### AIM OF THE TASK
Can you arrange the stretch of entries from the line containing "Could you put a marker on each instance of the window" through the line containing "point(387, 117)" as a Markdown table, with each line numbered in a column headed Row and its text in a column headed Line, skipping any blank lines?

(Pointing records)

● ● ●

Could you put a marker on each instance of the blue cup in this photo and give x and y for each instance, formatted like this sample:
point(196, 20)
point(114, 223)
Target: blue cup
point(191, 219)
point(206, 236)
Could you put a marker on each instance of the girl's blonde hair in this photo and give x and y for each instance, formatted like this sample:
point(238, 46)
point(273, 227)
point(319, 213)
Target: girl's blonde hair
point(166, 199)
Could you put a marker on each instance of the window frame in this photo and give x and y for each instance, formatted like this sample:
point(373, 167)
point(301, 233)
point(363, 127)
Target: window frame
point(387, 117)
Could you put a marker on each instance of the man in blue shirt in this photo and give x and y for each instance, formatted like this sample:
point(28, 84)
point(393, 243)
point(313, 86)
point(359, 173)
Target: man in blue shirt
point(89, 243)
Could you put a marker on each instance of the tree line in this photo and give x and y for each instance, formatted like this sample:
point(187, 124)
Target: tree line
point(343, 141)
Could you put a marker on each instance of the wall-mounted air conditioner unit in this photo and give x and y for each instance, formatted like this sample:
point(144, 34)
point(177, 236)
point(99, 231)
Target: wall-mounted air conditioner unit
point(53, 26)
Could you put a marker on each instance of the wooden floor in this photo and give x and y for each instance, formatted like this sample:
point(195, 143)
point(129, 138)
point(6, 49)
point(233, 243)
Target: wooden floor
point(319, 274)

● ● ●

### OUTPUT FOR THIS TASK
| Row | Line |
|---|---|
| 1 | Could you put a marker on each instance of the window frame in this photo and give x and y for each instance, formatted like this sample: |
| 2 | point(373, 167) |
| 3 | point(301, 233) |
| 4 | point(363, 127) |
| 5 | Target: window frame |
| 6 | point(387, 117) |